An embodiment of the disclosure relates to electronically sensing displacement of a moving element, using a capacitive sensor, and more particularly to sensing displacement of a diaphragm of a speaker. Other embodiments are also described.
Capacitive sensors can be used to measure displacement accurately, by exhibiting a change in capacitance as a function of relative displacement of the two conductive plates that form a capacitance. Typically, the capacitive sensor is constructed using precision metal plates that are in close proximity, while an electric field is maintained between them. In many cases, the resulting variable capacitance is usually relatively small, for example on the order of less than 10 picoFarads but may depend widely on the geometry of the sensor. A measuring circuit is coupled to the plates and produces an output signal that represents a measure of the capacitance. Typical measuring circuits include the use of an analog timer integrated circuit to generate an oscillating signal whose frequency varies as a function of, and is inversely proportional to, the capacitance to be measured. A micro controller can then be used to count pulses, in response to the oscillating signal, within a given period, which translates into the frequency of the oscillating signal and hence the capacitance. The conventional measurement circuit has well known limitations that result in an error in the measured capacitance. The error may be caused by the existence of parasitic capacitance on the input pins of the timer integrated circuit (which are coupled to the capacitance to be measured). The parasitic capacitance erroneously adds to the measured capacitance value. The effects of parasitic capacitance on the input pins of the timer integrated circuit may be compensated for by electronic subtraction using passive or active compensation devices.
Other techniques for measuring a variable capacitance include an operational amplifier (op amp) integrator approach in which the op amp drives a precision current into the capacitor, and determines the capacitance by assessing an integration time. With that approach, the input pin capacitance of the op amp used for integration remains at a virtual ground, thereby relieving any concerns with parasitic capacitance on the input pin.
----
### GIVEN TASK
Transcribe the passage on capacitive displacement sensing word for word, from start to finish. Answer using only the passage on capacitive displacement sensing.

### ENTRIES PROVIDED
----
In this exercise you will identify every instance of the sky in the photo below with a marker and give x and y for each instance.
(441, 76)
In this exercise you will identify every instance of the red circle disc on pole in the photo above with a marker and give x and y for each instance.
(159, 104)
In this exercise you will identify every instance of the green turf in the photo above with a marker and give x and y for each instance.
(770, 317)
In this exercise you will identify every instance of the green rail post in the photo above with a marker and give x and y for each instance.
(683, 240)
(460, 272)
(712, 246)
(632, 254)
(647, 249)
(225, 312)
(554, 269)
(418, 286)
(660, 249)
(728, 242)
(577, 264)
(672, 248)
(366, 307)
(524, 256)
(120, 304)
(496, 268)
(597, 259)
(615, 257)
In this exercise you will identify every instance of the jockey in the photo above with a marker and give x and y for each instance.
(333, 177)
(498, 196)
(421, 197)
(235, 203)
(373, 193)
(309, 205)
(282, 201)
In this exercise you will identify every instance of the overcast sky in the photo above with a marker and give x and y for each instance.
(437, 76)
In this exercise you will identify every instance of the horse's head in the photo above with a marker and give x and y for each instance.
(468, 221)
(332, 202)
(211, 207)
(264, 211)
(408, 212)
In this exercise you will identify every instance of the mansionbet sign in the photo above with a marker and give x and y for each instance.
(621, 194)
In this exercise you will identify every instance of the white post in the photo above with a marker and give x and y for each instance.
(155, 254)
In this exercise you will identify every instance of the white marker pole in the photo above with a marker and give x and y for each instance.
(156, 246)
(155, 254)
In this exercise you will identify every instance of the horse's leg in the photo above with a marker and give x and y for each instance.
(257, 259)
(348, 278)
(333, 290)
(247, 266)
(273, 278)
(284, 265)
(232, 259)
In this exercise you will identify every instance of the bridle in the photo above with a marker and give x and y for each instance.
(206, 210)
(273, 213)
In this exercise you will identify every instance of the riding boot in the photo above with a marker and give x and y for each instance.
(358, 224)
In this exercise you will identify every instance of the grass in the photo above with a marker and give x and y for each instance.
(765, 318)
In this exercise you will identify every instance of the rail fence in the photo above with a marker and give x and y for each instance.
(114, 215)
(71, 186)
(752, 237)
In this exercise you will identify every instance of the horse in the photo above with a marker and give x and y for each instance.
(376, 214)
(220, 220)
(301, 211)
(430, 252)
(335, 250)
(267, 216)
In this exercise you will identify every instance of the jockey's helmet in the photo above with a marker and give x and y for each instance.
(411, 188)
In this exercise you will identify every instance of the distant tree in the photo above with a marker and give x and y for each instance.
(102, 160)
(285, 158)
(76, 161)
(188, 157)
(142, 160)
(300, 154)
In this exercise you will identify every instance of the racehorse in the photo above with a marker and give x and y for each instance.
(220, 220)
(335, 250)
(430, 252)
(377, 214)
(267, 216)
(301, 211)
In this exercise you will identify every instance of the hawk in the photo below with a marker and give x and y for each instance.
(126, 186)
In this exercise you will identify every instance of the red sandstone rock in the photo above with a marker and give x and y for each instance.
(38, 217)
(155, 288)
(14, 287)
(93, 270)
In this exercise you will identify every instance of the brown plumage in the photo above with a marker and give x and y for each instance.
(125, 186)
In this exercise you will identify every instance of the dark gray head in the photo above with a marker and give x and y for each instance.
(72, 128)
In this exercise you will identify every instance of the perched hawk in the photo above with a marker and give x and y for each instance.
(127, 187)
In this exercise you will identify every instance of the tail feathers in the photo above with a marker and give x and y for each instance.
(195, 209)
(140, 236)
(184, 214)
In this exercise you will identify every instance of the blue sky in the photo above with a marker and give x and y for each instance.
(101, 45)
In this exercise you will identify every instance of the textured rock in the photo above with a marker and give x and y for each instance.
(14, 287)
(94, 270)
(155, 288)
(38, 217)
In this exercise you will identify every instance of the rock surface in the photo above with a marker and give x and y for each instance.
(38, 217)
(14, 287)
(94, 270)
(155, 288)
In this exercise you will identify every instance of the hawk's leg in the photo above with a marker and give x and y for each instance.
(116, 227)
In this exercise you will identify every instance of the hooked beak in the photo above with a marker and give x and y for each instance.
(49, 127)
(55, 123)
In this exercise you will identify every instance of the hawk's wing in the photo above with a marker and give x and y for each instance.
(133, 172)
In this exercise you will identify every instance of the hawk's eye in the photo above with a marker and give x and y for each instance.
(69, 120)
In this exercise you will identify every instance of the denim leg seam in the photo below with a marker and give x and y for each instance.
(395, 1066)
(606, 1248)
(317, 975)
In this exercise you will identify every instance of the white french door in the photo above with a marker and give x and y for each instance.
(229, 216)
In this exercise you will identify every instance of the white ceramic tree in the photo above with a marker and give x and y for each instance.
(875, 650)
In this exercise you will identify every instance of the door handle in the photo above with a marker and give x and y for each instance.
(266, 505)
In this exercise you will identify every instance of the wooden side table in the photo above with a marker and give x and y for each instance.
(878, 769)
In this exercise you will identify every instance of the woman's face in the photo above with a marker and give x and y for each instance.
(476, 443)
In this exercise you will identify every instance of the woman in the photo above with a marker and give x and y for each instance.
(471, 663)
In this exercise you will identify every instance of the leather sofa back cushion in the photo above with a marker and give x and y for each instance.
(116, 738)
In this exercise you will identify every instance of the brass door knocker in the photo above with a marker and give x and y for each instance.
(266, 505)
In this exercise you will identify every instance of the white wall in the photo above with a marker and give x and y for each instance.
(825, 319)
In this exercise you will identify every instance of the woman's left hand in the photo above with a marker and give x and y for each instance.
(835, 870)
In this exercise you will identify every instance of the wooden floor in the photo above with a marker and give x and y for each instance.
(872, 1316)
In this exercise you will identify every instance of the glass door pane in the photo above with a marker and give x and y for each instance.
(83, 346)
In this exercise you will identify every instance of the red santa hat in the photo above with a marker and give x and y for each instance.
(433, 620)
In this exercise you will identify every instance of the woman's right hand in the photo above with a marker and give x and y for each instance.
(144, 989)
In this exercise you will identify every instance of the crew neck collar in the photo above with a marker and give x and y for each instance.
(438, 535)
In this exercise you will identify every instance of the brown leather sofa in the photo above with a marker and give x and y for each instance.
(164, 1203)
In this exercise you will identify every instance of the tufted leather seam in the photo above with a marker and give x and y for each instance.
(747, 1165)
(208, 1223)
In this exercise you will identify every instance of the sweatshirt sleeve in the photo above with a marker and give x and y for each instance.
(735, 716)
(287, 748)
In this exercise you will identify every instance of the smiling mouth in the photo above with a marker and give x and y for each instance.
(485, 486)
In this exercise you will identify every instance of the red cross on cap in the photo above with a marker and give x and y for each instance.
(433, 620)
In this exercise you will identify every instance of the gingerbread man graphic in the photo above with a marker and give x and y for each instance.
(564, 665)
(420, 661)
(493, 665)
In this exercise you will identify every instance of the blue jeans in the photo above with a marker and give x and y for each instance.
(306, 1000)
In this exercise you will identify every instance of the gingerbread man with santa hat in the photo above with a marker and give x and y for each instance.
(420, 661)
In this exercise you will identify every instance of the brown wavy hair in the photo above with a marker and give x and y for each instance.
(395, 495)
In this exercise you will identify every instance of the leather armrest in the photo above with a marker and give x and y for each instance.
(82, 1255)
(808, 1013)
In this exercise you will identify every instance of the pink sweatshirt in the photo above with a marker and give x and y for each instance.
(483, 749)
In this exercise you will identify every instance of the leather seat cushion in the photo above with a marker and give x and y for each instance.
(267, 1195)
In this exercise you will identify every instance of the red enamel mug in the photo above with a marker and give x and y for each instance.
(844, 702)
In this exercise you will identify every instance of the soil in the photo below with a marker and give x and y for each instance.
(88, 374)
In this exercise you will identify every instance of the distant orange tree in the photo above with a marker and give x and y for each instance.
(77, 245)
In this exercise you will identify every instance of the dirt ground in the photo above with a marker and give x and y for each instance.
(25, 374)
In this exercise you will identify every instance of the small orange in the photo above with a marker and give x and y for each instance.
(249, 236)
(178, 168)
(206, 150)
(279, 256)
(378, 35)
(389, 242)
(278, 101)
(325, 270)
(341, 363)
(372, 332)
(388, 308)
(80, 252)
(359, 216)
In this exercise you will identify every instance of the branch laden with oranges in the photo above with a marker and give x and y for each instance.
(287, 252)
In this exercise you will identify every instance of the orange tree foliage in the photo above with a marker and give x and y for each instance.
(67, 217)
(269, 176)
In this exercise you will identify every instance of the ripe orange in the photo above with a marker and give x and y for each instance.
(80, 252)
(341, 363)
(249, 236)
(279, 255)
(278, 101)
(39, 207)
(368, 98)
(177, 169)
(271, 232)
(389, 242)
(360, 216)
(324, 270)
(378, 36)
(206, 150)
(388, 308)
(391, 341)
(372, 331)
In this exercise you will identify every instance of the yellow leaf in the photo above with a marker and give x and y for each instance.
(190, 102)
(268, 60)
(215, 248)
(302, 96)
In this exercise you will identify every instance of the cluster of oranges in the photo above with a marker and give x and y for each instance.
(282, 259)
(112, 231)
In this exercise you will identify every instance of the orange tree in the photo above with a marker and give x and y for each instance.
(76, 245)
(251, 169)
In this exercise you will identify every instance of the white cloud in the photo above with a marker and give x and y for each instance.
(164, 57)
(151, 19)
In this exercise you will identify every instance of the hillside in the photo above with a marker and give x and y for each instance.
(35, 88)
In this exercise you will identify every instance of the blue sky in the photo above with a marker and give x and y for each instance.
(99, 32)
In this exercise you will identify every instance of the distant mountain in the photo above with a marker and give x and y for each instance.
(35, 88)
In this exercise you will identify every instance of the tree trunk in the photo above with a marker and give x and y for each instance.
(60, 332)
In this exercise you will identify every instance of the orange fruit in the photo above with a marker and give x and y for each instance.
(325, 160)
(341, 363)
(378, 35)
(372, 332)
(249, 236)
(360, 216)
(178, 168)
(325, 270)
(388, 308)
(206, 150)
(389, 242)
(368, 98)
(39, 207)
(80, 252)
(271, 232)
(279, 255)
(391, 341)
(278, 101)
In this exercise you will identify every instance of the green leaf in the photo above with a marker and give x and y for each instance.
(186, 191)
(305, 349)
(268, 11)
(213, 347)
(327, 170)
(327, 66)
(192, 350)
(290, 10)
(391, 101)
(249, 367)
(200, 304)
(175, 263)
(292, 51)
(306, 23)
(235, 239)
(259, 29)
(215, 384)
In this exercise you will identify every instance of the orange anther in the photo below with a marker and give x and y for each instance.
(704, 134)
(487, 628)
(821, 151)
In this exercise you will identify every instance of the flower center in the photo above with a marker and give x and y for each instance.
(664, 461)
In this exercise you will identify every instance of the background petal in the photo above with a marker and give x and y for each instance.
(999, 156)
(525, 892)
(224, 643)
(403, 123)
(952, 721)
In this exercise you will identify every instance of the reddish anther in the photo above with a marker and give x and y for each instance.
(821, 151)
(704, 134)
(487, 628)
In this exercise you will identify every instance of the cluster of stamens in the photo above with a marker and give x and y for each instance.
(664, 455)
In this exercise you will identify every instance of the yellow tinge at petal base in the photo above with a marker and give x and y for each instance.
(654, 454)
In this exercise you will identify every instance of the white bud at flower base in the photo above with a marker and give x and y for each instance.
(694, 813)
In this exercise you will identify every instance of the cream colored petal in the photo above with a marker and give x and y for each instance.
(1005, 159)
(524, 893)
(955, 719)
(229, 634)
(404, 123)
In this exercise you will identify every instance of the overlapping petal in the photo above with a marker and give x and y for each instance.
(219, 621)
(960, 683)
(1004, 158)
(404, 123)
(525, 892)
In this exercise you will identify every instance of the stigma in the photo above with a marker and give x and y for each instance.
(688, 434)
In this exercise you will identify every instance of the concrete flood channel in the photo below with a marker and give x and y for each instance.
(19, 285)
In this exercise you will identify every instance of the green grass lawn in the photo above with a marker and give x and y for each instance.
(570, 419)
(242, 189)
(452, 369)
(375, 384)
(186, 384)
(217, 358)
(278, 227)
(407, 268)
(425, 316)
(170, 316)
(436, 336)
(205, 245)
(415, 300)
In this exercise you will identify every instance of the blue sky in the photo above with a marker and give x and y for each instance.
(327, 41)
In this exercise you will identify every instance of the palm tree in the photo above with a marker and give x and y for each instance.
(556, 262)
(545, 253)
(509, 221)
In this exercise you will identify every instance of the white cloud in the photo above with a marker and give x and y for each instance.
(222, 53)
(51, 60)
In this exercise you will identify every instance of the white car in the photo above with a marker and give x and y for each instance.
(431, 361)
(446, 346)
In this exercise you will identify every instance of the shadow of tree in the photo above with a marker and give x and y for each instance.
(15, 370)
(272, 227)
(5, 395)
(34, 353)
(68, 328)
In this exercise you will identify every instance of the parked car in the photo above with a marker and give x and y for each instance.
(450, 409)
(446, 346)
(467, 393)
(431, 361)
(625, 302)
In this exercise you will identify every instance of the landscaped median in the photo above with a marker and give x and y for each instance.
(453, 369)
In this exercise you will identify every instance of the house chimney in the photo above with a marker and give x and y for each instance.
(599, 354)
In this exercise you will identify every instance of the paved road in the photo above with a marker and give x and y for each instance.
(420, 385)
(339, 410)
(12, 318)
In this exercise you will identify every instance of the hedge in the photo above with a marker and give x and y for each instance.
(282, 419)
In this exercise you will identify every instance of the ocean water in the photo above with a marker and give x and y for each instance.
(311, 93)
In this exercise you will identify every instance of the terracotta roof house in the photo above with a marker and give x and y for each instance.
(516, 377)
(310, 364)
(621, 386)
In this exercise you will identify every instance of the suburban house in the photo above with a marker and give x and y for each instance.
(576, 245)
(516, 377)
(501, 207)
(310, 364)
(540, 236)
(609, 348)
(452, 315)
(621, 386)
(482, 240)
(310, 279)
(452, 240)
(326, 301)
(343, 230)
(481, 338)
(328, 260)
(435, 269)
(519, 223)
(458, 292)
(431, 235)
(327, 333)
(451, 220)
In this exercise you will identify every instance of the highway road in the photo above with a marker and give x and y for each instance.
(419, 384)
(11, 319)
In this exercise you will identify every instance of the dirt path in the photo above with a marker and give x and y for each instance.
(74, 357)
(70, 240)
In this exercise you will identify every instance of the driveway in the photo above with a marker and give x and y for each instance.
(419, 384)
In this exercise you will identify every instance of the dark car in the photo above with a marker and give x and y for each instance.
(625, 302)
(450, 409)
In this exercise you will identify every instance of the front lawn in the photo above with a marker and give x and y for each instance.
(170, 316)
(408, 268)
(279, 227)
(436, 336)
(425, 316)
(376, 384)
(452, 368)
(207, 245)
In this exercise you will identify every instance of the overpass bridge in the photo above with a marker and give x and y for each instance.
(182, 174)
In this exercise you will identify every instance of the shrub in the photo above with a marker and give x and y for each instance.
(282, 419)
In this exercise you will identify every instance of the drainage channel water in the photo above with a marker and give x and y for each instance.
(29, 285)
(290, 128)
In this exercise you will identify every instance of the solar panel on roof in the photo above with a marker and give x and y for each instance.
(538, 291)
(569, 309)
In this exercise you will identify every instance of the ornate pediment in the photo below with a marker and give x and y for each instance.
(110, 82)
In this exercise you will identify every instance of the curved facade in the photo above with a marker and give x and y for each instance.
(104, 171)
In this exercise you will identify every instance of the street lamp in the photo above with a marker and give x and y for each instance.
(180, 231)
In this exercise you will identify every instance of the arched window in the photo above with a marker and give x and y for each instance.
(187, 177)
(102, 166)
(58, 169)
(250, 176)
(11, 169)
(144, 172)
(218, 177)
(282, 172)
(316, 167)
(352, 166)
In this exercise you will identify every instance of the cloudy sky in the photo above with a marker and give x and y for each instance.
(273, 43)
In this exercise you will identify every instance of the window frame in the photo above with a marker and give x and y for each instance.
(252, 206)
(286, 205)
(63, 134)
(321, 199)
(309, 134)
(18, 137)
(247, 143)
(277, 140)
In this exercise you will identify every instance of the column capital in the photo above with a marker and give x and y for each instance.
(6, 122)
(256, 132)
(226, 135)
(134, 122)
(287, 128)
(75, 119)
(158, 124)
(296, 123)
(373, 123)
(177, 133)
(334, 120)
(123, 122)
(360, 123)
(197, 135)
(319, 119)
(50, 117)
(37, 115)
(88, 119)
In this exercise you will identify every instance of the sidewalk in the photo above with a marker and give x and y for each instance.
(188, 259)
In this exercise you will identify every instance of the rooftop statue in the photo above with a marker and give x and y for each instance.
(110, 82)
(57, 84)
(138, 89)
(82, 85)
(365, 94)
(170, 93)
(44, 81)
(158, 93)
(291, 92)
----
### THE COMPLETED TASK
An embodiment of the disclosure relates to electronically sensing displacement of a moving element, using a capacitive sensor, and more particularly to sensing displacement of a diaphragm of a speaker. Other embodiments are also described.
Capacitive sensors can be used to measure displacement accurately, by exhibiting a change in capacitance as a function of relative displacement of the two conductive plates that form a capacitance. Typically, the capacitive sensor is constructed using precision metal plates that are in close proximity, while an electric field is maintained between them. In many cases, the resulting variable capacitance is usually relatively small, for example on the order of less than 10 picoFarads but may depend widely on the geometry of the sensor. A measuring circuit is coupled to the plates and produces an output signal that represents a measure of the capacitance. Typical measuring circuits include the use of an analog timer integrated circuit to generate an oscillating signal whose frequency varies as a function of, and is inversely proportional to, the capacitance to be measured. A micro controller can then be used to count pulses, in response to the oscillating signal, within a given period, which translates into the frequency of the oscillating signal and hence the capacitance. The conventional measurement circuit has well known limitations that result in an error in the measured capacitance. The error may be caused by the existence of parasitic capacitance on the input pins of the timer integrated circuit (which are coupled to the capacitance to be measured). The parasitic capacitance erroneously adds to the measured capacitance value. The effects of parasitic capacitance on the input pins of the timer integrated circuit may be compensated for by electronic subtraction using passive or active compensation devices.
Other techniques for measuring a variable capacitance include an operational amplifier (op amp) integrator approach in which the op amp drives a precision current into the capacitor, and determines the capacitance by assessing an integration time. With that approach, the input pin capacitance of the op amp used for integration remains at a virtual ground, thereby relieving any concerns with parasitic capacitance on the input pin.